Give the listing again character for character, but drop the images.

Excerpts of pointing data
———
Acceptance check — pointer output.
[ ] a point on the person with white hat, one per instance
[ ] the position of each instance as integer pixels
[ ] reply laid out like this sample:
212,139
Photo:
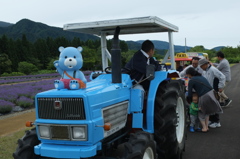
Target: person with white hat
211,74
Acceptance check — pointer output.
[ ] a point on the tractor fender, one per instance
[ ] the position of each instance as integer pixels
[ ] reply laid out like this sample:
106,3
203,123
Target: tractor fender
160,76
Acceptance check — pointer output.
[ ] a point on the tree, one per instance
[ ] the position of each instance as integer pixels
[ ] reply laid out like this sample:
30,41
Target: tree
5,64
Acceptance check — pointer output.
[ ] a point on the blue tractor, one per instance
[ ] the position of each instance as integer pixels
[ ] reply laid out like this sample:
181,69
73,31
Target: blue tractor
108,114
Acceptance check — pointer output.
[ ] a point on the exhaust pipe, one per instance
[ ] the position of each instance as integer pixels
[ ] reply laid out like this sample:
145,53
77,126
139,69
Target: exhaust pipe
116,58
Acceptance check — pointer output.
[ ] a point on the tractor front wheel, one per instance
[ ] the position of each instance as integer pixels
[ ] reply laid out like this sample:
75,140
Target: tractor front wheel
170,119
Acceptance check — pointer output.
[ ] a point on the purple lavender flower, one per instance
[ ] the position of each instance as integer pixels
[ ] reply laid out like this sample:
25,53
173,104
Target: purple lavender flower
24,102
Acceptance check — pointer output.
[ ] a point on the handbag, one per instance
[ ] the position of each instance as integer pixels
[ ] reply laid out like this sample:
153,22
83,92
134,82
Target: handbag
216,94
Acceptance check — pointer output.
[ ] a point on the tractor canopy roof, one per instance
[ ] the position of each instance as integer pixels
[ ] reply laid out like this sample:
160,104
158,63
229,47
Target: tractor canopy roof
———
> **Solution to the exercise**
Acceptance check — pointer output.
[ ] a point on the person with white hat, one per instance
[ ] the position of each instance as integer pixels
[ ] reply laid out like this sample:
212,139
Photo:
Target: person with white hat
211,74
Acceptance check — pointer output.
[ ] a point on the tractor fender, one per instance
[ ] the position of each instance as integer pixels
[ ] reply laid out like this sample:
106,3
203,123
Target: tractor fender
160,76
Acceptance check — pointer output.
[ ] a point on the tree, one per instance
[ ] the position of each instance as integer pixels
[ ] reply laid out like this sample:
30,41
Target: tree
5,64
Acceptance check — pointer output.
[ ] a point on the blue tractor, one per instance
[ ] the position of each instance as integer pixels
[ ] reply laid out like this sample:
181,69
73,31
Target: blue tractor
108,114
Acceptance check — pointer output.
[ ] a point on the exhaust pipe, one per instance
[ ] the position of each instance as integer pixels
[ ] reply laid out like this sample:
145,53
77,126
139,69
Target: exhaust pipe
116,58
Acceptance check — pointer output.
[ ] a point on the tractor front wheel, one per instance
[ ] the position of each instance as integer pixels
[ ] reply laid out like this sample:
75,140
Target: tractor front wheel
170,119
Acceptance check — pointer output.
[ ] a point on the purple lavender flower, one per instance
[ ] the position of each instance as integer pixels
[ ] reply laid out like this sample:
25,53
173,104
Target: purple lavender flower
24,102
Acceptance check — pointer output.
[ ] a point on the handbag, one per instance
[ ] the position of each instance as integer pixels
[ ] reply laid out like this sample:
153,22
83,92
134,82
Target: handbag
216,94
Acceptance check — pointer output.
[ ] a point on the tractor canopy roof, one per instance
[ ] the position of each instance as integer pixels
[ ] reply laid out like this sample:
160,104
158,63
229,47
Target: tractor canopy roof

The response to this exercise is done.